Ideagen (IDEA), which is one of my long-standing holdings, announced their interim results this morning. There were no surprises in them but it included a note that David Hornsby, Executive Chairman, would be retiring this year. I think I first met David at a Mello event in 2012 and I purchased some shares soon after because I was impressed by how much he knew about selling software. That turned out to be a wise investment as he has grown the business many times subsequently. My shares were originally purchased at about 15p and are now 285p.

A recent conversation with David did give me the impression that it might be time for him to retire. I submitted a written question to the AGM in October, but it was not answered so I took it up later. The question related to the write off of past sales transactions as being uncollectable which were treated as an exceptional item in the accounts. David then calls me and tells me he did not consider the question reasonable (or “somewhat crass” as he later called it). He also suggested if I was not happy, I should sell my shares. This is not the kind of aggressive response I expect from a Chairman to questions that might have been “pointed” but not unreasonable. I also tried to attend the on-line results presentation this morning but for some technical reason it did not allow me to register. Not at all satisfactory. Anyway thanks for the ride David.

Stock Speculation

There is a very good article in the Financial Times today under the headline “Retail investors rush to find the next stock market unicorn” by James Bianco. It reported how investors have piled into technology stocks in recent months. A Goldman Sachs index of non-profitable tech stocks has risen by 400% since March.

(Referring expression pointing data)
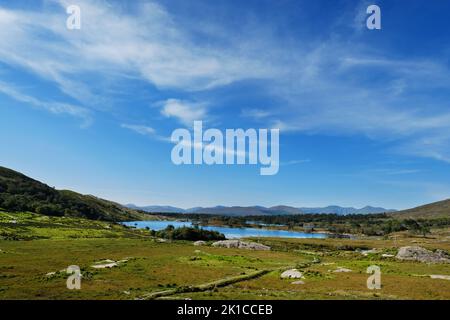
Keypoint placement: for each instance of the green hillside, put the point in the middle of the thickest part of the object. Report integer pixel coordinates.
(439, 209)
(21, 193)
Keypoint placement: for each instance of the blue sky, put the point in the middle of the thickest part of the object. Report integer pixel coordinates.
(364, 115)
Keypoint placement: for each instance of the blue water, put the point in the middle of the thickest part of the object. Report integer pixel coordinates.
(229, 233)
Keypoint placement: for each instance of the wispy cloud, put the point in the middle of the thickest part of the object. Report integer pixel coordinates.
(141, 129)
(184, 111)
(50, 106)
(323, 87)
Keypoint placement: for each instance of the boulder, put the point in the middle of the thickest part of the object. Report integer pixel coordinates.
(341, 269)
(240, 245)
(422, 255)
(292, 274)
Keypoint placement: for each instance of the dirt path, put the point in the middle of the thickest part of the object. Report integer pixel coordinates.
(207, 286)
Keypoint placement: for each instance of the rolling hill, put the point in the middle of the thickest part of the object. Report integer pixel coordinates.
(262, 211)
(440, 209)
(21, 193)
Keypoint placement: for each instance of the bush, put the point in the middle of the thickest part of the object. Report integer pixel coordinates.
(186, 233)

• Task goal
Copy the investment commentary from "Stock Speculation" to "400% since March.", replacing "Financial Times" with "FT".

• Solved problem
Stock Speculation

There is a very good article in the FT today under the headline “Retail investors rush to find the next stock market unicorn” by James Bianco. It reported how investors have piled into technology stocks in recent months. A Goldman Sachs index of non-profitable tech stocks has risen by 400% since March.